Dogs taking a nap in the garden on a warm summer’s day in June, 2021. (Corey Bullock file)

Dogs taking a nap in the garden on a warm summer’s day in June, 2021. (Corey Bullock file)

OPINION: Living close to nature

During a year of ups and downs, gardening was one constant I could rely on.

As another year comes and goes and I reflect on the year that was 2021, one of the things I was most grateful for was my garden.

It became all the more important to me during another tumultuous year. That time spent in my garden from March until October was crucial. During a year of ups and downs, gardening was one constant. The Swedish term ‘Friluftsliv’ comes to mind – meaning living close to nature.

I spent time planning and propagating. Starting seeds. I grew and sold hundreds of tomato plants. I researched and read and chatted with experts. I met some amazing local farmers and growers. I planted things I never have before, like zinnias and watermelon. I spent time watching bees pollinate my sunflowers. I spent time with my feet and fingers in the dirt. I shared my garden with friends and family.

I also wrote an e-book, which you can download for free by visiting

I remember in June, a few of our friends came out from the coast for a visit. We spent one of the afternoons just putzing around the garden, followed by a beautiful dinner at our garden picnic table. It was such a pleasant evening, one that I won’t soon forget. I remember how the air smelled sweet. I remember how the food tasted – fresh and fuelling. I remember the sun set that night and the cool breeze in the air. I remember feeling so filled up with happiness that it was overflowing from within.

The 2021 gardening season didn’t go without its own unique challenges. The heat dome sent some plants into a state of stress. We had very little rain during the hottest part of the summer, so watering was a challenge in and of itself. Many of our shade-loving crops went to seed. We also had different challenges, like pests and disease that we had never seen before.

________________________

▶ Complete the following:
1. Reproduce the stretch of the gardening column from "The 2021 gardening" through "never seen before." verbatim.
2. According to the gardening column, what does the Swedish term 'Friluftsliv' mean?

________________________

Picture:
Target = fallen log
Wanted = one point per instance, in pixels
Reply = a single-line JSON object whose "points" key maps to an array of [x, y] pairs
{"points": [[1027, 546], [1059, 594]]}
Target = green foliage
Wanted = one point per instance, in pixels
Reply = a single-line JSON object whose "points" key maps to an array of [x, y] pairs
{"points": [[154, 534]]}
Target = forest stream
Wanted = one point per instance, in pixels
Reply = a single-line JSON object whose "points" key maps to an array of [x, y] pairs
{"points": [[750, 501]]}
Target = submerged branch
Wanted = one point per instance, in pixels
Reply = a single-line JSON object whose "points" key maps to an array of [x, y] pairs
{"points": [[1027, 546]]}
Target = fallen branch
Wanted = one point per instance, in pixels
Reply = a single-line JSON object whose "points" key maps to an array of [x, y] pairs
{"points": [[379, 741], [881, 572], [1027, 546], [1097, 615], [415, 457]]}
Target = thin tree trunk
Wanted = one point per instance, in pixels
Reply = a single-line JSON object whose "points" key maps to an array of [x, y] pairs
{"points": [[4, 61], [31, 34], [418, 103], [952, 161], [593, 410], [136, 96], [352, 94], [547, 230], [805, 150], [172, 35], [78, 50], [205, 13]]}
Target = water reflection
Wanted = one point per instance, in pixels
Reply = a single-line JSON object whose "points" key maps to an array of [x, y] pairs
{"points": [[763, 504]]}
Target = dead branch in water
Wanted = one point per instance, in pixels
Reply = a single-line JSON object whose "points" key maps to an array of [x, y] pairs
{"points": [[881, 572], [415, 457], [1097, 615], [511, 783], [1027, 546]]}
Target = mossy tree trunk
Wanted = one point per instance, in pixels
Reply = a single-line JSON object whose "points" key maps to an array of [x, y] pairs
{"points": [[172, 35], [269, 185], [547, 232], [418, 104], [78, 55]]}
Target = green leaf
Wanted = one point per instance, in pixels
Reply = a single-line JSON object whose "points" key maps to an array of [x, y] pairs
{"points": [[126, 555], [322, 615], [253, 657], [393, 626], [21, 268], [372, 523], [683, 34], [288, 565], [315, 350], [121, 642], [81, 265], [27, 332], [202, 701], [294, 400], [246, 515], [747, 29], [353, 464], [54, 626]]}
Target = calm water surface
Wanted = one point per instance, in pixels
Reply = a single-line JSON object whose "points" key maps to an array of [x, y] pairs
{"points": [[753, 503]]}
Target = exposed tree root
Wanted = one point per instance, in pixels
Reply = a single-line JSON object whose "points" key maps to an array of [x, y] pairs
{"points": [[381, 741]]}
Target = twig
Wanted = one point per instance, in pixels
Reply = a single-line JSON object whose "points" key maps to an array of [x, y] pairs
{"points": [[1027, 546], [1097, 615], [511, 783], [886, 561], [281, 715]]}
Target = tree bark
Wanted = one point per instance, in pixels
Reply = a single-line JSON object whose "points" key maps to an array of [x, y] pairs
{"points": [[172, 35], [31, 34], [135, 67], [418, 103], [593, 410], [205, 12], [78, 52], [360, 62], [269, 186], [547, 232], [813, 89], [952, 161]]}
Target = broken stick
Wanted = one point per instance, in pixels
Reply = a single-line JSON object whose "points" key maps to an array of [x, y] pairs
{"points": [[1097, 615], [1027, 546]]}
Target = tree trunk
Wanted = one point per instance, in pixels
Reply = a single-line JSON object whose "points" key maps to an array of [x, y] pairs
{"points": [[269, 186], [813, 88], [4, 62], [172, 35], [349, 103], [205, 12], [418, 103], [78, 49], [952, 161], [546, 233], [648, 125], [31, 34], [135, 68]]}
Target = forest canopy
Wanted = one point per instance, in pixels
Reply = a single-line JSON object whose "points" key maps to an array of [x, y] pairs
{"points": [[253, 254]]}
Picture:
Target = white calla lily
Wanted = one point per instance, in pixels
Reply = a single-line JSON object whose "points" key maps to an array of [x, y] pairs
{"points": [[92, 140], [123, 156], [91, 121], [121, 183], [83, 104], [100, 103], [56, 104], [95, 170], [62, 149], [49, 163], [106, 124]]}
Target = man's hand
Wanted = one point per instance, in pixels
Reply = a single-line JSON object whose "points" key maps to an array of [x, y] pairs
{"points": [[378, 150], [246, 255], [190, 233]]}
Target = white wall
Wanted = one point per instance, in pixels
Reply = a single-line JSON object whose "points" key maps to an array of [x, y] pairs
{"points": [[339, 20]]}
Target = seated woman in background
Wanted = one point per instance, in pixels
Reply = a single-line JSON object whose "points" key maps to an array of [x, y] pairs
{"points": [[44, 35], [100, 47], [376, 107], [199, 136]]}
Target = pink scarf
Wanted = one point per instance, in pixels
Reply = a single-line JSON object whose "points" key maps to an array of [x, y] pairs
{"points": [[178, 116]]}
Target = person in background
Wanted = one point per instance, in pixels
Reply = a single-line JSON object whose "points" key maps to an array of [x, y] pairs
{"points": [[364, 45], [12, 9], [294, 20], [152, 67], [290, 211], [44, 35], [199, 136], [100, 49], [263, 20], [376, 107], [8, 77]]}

________________________

▶ Answers to each task:
1.
The 2021 gardening season didn’t go without its own unique challenges. The heat dome sent some plants into a state of stress. We had very little rain during the hottest part of the summer, so watering was a challenge in and of itself. Many of our shade-loving crops went to seed. We also had different challenges, like pests and disease that we had never seen before.

2. Living close to nature.